_EXERCISE OBJECTIVE:_ Render every line of the listing below as a Markdown table with the columns No. and Listing line, numbering the rows in order and omitting blank lines.

_AVAILABLE DATA:_
• • •

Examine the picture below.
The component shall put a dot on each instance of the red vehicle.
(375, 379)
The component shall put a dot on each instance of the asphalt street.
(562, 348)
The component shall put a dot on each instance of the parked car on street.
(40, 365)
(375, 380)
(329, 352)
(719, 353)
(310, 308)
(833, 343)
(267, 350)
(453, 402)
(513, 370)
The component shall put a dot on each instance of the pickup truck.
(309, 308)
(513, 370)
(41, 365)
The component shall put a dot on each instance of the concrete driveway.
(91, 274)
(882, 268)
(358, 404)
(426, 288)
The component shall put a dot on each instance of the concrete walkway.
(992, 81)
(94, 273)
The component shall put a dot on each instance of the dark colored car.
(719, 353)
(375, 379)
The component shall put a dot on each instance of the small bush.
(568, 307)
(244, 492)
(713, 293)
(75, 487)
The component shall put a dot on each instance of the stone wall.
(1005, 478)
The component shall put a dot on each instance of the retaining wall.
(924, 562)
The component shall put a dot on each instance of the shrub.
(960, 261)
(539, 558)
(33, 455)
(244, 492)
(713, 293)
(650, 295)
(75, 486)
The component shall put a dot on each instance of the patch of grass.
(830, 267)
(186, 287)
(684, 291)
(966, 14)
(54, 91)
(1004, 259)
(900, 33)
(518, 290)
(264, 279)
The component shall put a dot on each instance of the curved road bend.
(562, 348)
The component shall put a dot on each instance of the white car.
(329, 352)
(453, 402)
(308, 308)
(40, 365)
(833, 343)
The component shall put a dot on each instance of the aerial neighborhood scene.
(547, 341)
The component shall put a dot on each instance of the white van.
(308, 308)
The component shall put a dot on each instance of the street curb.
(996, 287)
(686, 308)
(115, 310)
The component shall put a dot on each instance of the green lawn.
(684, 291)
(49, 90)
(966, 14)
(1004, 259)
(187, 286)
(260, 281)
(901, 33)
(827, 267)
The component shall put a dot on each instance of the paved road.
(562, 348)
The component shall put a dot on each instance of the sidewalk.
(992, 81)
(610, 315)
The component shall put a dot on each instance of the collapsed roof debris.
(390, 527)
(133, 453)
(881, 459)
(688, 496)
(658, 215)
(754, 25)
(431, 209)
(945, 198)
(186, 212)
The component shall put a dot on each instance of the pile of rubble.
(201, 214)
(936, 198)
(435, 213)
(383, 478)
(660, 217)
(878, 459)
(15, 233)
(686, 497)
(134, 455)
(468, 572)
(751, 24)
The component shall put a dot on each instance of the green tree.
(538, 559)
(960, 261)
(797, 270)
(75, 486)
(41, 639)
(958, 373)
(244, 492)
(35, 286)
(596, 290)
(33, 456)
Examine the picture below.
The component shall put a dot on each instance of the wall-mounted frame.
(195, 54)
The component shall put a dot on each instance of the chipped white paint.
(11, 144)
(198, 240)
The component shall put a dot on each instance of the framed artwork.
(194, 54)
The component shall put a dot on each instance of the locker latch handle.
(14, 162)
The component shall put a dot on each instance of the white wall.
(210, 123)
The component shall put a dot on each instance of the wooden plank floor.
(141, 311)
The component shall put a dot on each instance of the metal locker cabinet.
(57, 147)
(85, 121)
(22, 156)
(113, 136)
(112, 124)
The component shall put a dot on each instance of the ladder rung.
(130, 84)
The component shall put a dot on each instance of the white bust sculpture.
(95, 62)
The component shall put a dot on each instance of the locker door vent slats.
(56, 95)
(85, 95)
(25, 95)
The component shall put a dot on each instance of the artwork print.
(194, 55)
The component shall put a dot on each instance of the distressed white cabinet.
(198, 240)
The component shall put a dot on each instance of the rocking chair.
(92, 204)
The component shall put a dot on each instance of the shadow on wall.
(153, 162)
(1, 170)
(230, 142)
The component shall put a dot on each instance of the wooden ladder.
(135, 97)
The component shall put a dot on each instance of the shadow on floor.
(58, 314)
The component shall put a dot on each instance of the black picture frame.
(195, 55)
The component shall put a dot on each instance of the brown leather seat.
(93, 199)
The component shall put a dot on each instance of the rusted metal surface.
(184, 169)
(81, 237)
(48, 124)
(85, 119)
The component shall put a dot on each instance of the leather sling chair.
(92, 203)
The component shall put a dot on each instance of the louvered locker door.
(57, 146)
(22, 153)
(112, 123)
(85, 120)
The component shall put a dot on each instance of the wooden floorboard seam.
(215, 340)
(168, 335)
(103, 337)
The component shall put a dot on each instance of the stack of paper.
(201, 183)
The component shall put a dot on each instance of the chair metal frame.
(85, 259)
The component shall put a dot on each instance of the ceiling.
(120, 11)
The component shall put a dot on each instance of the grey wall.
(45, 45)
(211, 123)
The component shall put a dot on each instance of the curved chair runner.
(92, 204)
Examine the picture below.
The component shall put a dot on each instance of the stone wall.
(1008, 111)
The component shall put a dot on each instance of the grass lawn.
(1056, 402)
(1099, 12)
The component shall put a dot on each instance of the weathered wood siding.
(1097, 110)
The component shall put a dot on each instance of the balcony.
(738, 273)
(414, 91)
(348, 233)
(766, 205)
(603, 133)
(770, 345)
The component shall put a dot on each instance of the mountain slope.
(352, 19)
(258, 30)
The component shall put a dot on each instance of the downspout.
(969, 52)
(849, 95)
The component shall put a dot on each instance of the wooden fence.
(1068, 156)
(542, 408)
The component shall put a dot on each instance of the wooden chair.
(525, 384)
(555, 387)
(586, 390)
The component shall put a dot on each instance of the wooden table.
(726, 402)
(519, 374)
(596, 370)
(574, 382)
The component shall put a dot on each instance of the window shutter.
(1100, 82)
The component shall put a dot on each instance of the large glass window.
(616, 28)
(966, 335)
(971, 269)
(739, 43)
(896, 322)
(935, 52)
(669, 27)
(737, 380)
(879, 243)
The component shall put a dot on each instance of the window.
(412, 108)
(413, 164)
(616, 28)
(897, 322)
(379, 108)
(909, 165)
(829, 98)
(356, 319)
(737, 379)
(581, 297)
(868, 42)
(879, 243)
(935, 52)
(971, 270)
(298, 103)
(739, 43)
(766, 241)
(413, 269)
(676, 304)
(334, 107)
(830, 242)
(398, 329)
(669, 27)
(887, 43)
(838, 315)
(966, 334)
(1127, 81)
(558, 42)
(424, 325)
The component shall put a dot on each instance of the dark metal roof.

• • •

_FINISHED EXERCISE:_
| No. | Listing line |
|---|---|
| 1 | Examine the picture below. |
| 2 | The component shall put a dot on each instance of the red vehicle. |
| 3 | (375, 379) |
| 4 | The component shall put a dot on each instance of the asphalt street. |
| 5 | (562, 348) |
| 6 | The component shall put a dot on each instance of the parked car on street. |
| 7 | (40, 365) |
| 8 | (375, 380) |
| 9 | (329, 352) |
| 10 | (719, 353) |
| 11 | (310, 308) |
| 12 | (833, 343) |
| 13 | (267, 350) |
| 14 | (453, 402) |
| 15 | (513, 370) |
| 16 | The component shall put a dot on each instance of the pickup truck. |
| 17 | (309, 308) |
| 18 | (513, 370) |
| 19 | (41, 365) |
| 20 | The component shall put a dot on each instance of the concrete driveway. |
| 21 | (91, 274) |
| 22 | (882, 268) |
| 23 | (358, 404) |
| 24 | (426, 288) |
| 25 | The component shall put a dot on each instance of the concrete walkway. |
| 26 | (992, 81) |
| 27 | (94, 273) |
| 28 | The component shall put a dot on each instance of the dark colored car. |
| 29 | (719, 353) |
| 30 | (375, 379) |
| 31 | The component shall put a dot on each instance of the small bush. |
| 32 | (568, 307) |
| 33 | (244, 492) |
| 34 | (713, 293) |
| 35 | (75, 487) |
| 36 | The component shall put a dot on each instance of the stone wall. |
| 37 | (1005, 478) |
| 38 | The component shall put a dot on each instance of the retaining wall. |
| 39 | (924, 562) |
| 40 | The component shall put a dot on each instance of the shrub. |
| 41 | (960, 261) |
| 42 | (539, 558) |
| 43 | (33, 455) |
| 44 | (244, 492) |
| 45 | (713, 293) |
| 46 | (650, 295) |
| 47 | (75, 486) |
| 48 | The component shall put a dot on each instance of the patch of grass. |
| 49 | (830, 267) |
| 50 | (186, 287) |
| 51 | (684, 291) |
| 52 | (966, 14) |
| 53 | (54, 91) |
| 54 | (1004, 259) |
| 55 | (900, 33) |
| 56 | (518, 290) |
| 57 | (264, 279) |
| 58 | The component shall put a dot on each instance of the curved road bend. |
| 59 | (562, 348) |
| 60 | The component shall put a dot on each instance of the white car. |
| 61 | (329, 352) |
| 62 | (453, 402) |
| 63 | (308, 308) |
| 64 | (40, 365) |
| 65 | (833, 343) |
| 66 | The component shall put a dot on each instance of the aerial neighborhood scene. |
| 67 | (547, 341) |
| 68 | The component shall put a dot on each instance of the white van. |
| 69 | (308, 308) |
| 70 | The component shall put a dot on each instance of the street curb. |
| 71 | (996, 287) |
| 72 | (686, 308) |
| 73 | (115, 310) |
| 74 | The component shall put a dot on each instance of the green lawn. |
| 75 | (684, 291) |
| 76 | (49, 90) |
| 77 | (966, 14) |
| 78 | (1004, 259) |
| 79 | (187, 286) |
| 80 | (260, 281) |
| 81 | (901, 33) |
| 82 | (827, 267) |
| 83 | The component shall put a dot on each instance of the paved road. |
| 84 | (562, 348) |
| 85 | The component shall put a dot on each instance of the sidewalk. |
| 86 | (992, 81) |
| 87 | (610, 315) |
| 88 | The component shall put a dot on each instance of the collapsed roof debris. |
| 89 | (390, 527) |
| 90 | (133, 453) |
| 91 | (881, 459) |
| 92 | (688, 496) |
| 93 | (658, 215) |
| 94 | (754, 25) |
| 95 | (431, 209) |
| 96 | (945, 198) |
| 97 | (186, 212) |
| 98 | The component shall put a dot on each instance of the pile of rubble. |
| 99 | (201, 214) |
| 100 | (936, 198) |
| 101 | (435, 213) |
| 102 | (383, 478) |
| 103 | (660, 217) |
| 104 | (878, 459) |
| 105 | (15, 233) |
| 106 | (686, 497) |
| 107 | (134, 455) |
| 108 | (468, 572) |
| 109 | (751, 24) |
| 110 | The component shall put a dot on each instance of the green tree. |
| 111 | (538, 559) |
| 112 | (960, 261) |
| 113 | (797, 270) |
| 114 | (75, 486) |
| 115 | (41, 639) |
| 116 | (958, 373) |
| 117 | (244, 492) |
| 118 | (35, 286) |
| 119 | (596, 290) |
| 120 | (33, 456) |
| 121 | Examine the picture below. |
| 122 | The component shall put a dot on each instance of the wall-mounted frame. |
| 123 | (195, 54) |
| 124 | The component shall put a dot on each instance of the chipped white paint. |
| 125 | (11, 144) |
| 126 | (198, 240) |
| 127 | The component shall put a dot on each instance of the framed artwork. |
| 128 | (194, 54) |
| 129 | The component shall put a dot on each instance of the locker latch handle. |
| 130 | (14, 162) |
| 131 | The component shall put a dot on each instance of the white wall. |
| 132 | (210, 123) |
| 133 | The component shall put a dot on each instance of the wooden plank floor. |
| 134 | (141, 311) |
| 135 | The component shall put a dot on each instance of the metal locker cabinet. |
| 136 | (57, 147) |
| 137 | (85, 121) |
| 138 | (22, 156) |
| 139 | (113, 136) |
| 140 | (112, 124) |
| 141 | The component shall put a dot on each instance of the ladder rung. |
| 142 | (130, 84) |
| 143 | The component shall put a dot on each instance of the white bust sculpture. |
| 144 | (95, 62) |
| 145 | The component shall put a dot on each instance of the locker door vent slats. |
| 146 | (56, 95) |
| 147 | (85, 95) |
| 148 | (25, 95) |
| 149 | The component shall put a dot on each instance of the artwork print. |
| 150 | (194, 55) |
| 151 | The component shall put a dot on each instance of the distressed white cabinet. |
| 152 | (198, 240) |
| 153 | The component shall put a dot on each instance of the rocking chair. |
| 154 | (92, 204) |
| 155 | The component shall put a dot on each instance of the shadow on wall. |
| 156 | (153, 162) |
| 157 | (1, 170) |
| 158 | (230, 142) |
| 159 | The component shall put a dot on each instance of the wooden ladder. |
| 160 | (135, 97) |
| 161 | The component shall put a dot on each instance of the shadow on floor. |
| 162 | (58, 314) |
| 163 | The component shall put a dot on each instance of the black picture frame. |
| 164 | (195, 55) |
| 165 | The component shall put a dot on each instance of the brown leather seat. |
| 166 | (93, 199) |
| 167 | The component shall put a dot on each instance of the rusted metal surface. |
| 168 | (184, 169) |
| 169 | (81, 237) |
| 170 | (48, 124) |
| 171 | (85, 119) |
| 172 | The component shall put a dot on each instance of the leather sling chair. |
| 173 | (92, 203) |
| 174 | The component shall put a dot on each instance of the louvered locker door. |
| 175 | (57, 146) |
| 176 | (22, 153) |
| 177 | (112, 123) |
| 178 | (85, 120) |
| 179 | The component shall put a dot on each instance of the wooden floorboard seam. |
| 180 | (215, 340) |
| 181 | (168, 335) |
| 182 | (103, 337) |
| 183 | The component shall put a dot on each instance of the stack of paper. |
| 184 | (201, 183) |
| 185 | The component shall put a dot on each instance of the chair metal frame. |
| 186 | (85, 259) |
| 187 | The component shall put a dot on each instance of the ceiling. |
| 188 | (120, 11) |
| 189 | The component shall put a dot on each instance of the grey wall. |
| 190 | (45, 45) |
| 191 | (211, 123) |
| 192 | The component shall put a dot on each instance of the curved chair runner. |
| 193 | (92, 204) |
| 194 | Examine the picture below. |
| 195 | The component shall put a dot on each instance of the stone wall. |
| 196 | (1008, 111) |
| 197 | The component shall put a dot on each instance of the grass lawn. |
| 198 | (1056, 402) |
| 199 | (1099, 12) |
| 200 | The component shall put a dot on each instance of the weathered wood siding. |
| 201 | (1097, 110) |
| 202 | The component shall put a dot on each instance of the balcony. |
| 203 | (738, 273) |
| 204 | (414, 91) |
| 205 | (348, 233) |
| 206 | (766, 205) |
| 207 | (603, 133) |
| 208 | (770, 345) |
| 209 | The component shall put a dot on each instance of the mountain slope. |
| 210 | (352, 19) |
| 211 | (258, 30) |
| 212 | The component shall put a dot on each instance of the downspout. |
| 213 | (969, 52) |
| 214 | (849, 95) |
| 215 | The component shall put a dot on each instance of the wooden fence. |
| 216 | (1068, 156) |
| 217 | (542, 408) |
| 218 | The component shall put a dot on each instance of the wooden chair. |
| 219 | (525, 384) |
| 220 | (555, 387) |
| 221 | (586, 390) |
| 222 | The component shall put a dot on each instance of the wooden table. |
| 223 | (726, 402) |
| 224 | (519, 374) |
| 225 | (596, 370) |
| 226 | (574, 382) |
| 227 | The component shall put a dot on each instance of the window shutter. |
| 228 | (1100, 82) |
| 229 | The component shall put a dot on each instance of the large glass window. |
| 230 | (616, 28) |
| 231 | (966, 335) |
| 232 | (971, 269) |
| 233 | (739, 43) |
| 234 | (896, 322) |
| 235 | (935, 52) |
| 236 | (669, 27) |
| 237 | (737, 380) |
| 238 | (879, 243) |
| 239 | The component shall put a dot on each instance of the window. |
| 240 | (412, 108) |
| 241 | (413, 164) |
| 242 | (616, 28) |
| 243 | (897, 322) |
| 244 | (379, 108) |
| 245 | (909, 165) |
| 246 | (829, 98) |
| 247 | (356, 319) |
| 248 | (737, 379) |
| 249 | (581, 297) |
| 250 | (868, 42) |
| 251 | (879, 243) |
| 252 | (935, 52) |
| 253 | (971, 270) |
| 254 | (298, 103) |
| 255 | (739, 43) |
| 256 | (766, 241) |
| 257 | (413, 269) |
| 258 | (676, 304) |
| 259 | (334, 107) |
| 260 | (830, 242) |
| 261 | (398, 329) |
| 262 | (669, 27) |
| 263 | (887, 43) |
| 264 | (838, 315) |
| 265 | (966, 334) |
| 266 | (1127, 81) |
| 267 | (558, 42) |
| 268 | (424, 325) |
| 269 | The component shall put a dot on each instance of the dark metal roof. |